§ What needs to be done:
Name each parameter that the documentation below on the low-rank logistic-normal distribution describes in a "param" line, and give the type stated for each.

§ Quoted text:
•••

Asymmetry and Reference Component

The ALR transformation treats the last component (x_D) as a reference. This means the distribution is NOT symmetric under permutation of components. If you need symmetry, use SoftmaxNormal instead (but note that SoftmaxNormal cannot compute log_prob).

param loc:: Location parameter μ ∈ ℝ^(D-1) (mean in log-ratio space)
type loc:: jnp.ndarray
param cov_factor:: Low-rank factor matrix W of shape (D-1, rank)
type cov_factor:: jnp.ndarray
param cov_diag:: Diagonal component D of shape (D-1,)
type cov_diag:: jnp.ndarray
param validate_args:: Whether to validate input arguments
type validate_args:: bool, optional

Examples

>>> from jax import random
>>> import jax.numpy as jnp
>>> # Create a low-rank logistic-normal for 5-dimensional simplex
>>> D = 5
>>> rank = 2
>>> loc = jnp.zeros(D - 1)
>>> cov_factor = jnp.ones((D - 1, rank)) * 0.1
>>> cov_diag = jnp.ones(D - 1) * 0.5
>>> dist = LowRankLogisticNormal(loc, cov_factor, cov_diag)
>>> # Sample from the distribution (returns D-dimensional simplex points)
>>> samples = dist.sample(random.PRNGKey(0), (100,))
>>> samples.shape
(100, 5)
>>> # Samples sum to 1
>>> jnp.allclose(samples.sum(axis=-1), 1.0)
True
>>> # Evaluate log probability
>>> log_p = dist.log_prob(samples[0])

References

Aitchison, J., & Shen, S. M. (1980). Logistic-normal distributions: Some properties and uses. Biometrika, 67(2), 261-272.

Aitchison, J. (1986). The Statistical Analysis of Compositional Data. Chapman & Hall.

Mathematical Definition

Let y ∈ ℝ^D ~ MVN(μ, Σ) where Σ = WW^T + diag(D) is low-rank. The softmax transformation maps y to the simplex Δ^D:

xᵢ = exp(yᵢ) / Σⱼ exp(yⱼ) for i = 1, …, D

Symmetry and Invariance

The softmax transformation is: - Symmetric: All components treated equally (no reference component) - Translation-invariant: softmax(y + c·1) = softmax(y) for any constant c

This translation invariance means the transformation is SINGULAR - you cannot uniquely invert it. Therefore, log_prob() is not available.

Low-Rank Covariance Structure

The covariance matrix has the form:

Σ = WW^T + diag(D)

where:

W is a D × rank factor matrix
D is a D-dimensional diagonal vector
Memory: O(D × rank) vs O(D²) for full covariance

When to Use

Use SoftmaxNormal when:

You want symmetric treatment of all components
You only need sampling (not log_prob evaluation)

•••

§ Stored data:

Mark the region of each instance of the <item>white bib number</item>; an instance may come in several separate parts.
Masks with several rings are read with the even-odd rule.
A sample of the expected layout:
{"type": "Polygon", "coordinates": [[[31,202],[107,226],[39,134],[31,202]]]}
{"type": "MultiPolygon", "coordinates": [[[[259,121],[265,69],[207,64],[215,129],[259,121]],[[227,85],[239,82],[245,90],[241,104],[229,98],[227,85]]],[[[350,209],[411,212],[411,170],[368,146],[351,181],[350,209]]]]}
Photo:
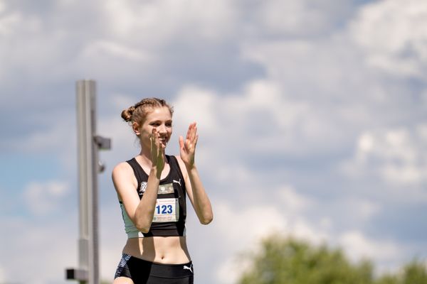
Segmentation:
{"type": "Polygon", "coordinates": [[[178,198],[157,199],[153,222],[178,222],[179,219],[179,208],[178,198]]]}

•••

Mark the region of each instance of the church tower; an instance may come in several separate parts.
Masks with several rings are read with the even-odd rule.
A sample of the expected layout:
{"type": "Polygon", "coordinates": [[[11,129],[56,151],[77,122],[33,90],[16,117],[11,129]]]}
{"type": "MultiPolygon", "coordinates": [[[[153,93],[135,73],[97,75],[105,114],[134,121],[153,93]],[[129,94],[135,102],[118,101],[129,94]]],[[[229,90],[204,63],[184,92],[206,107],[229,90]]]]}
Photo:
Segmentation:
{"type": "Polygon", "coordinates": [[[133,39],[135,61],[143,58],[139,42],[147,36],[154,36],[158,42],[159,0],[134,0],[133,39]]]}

•••

§ Finished answer:
- loc: jnp.ndarray
- cov_factor: jnp.ndarray
- cov_diag: jnp.ndarray
- validate_args: bool, optional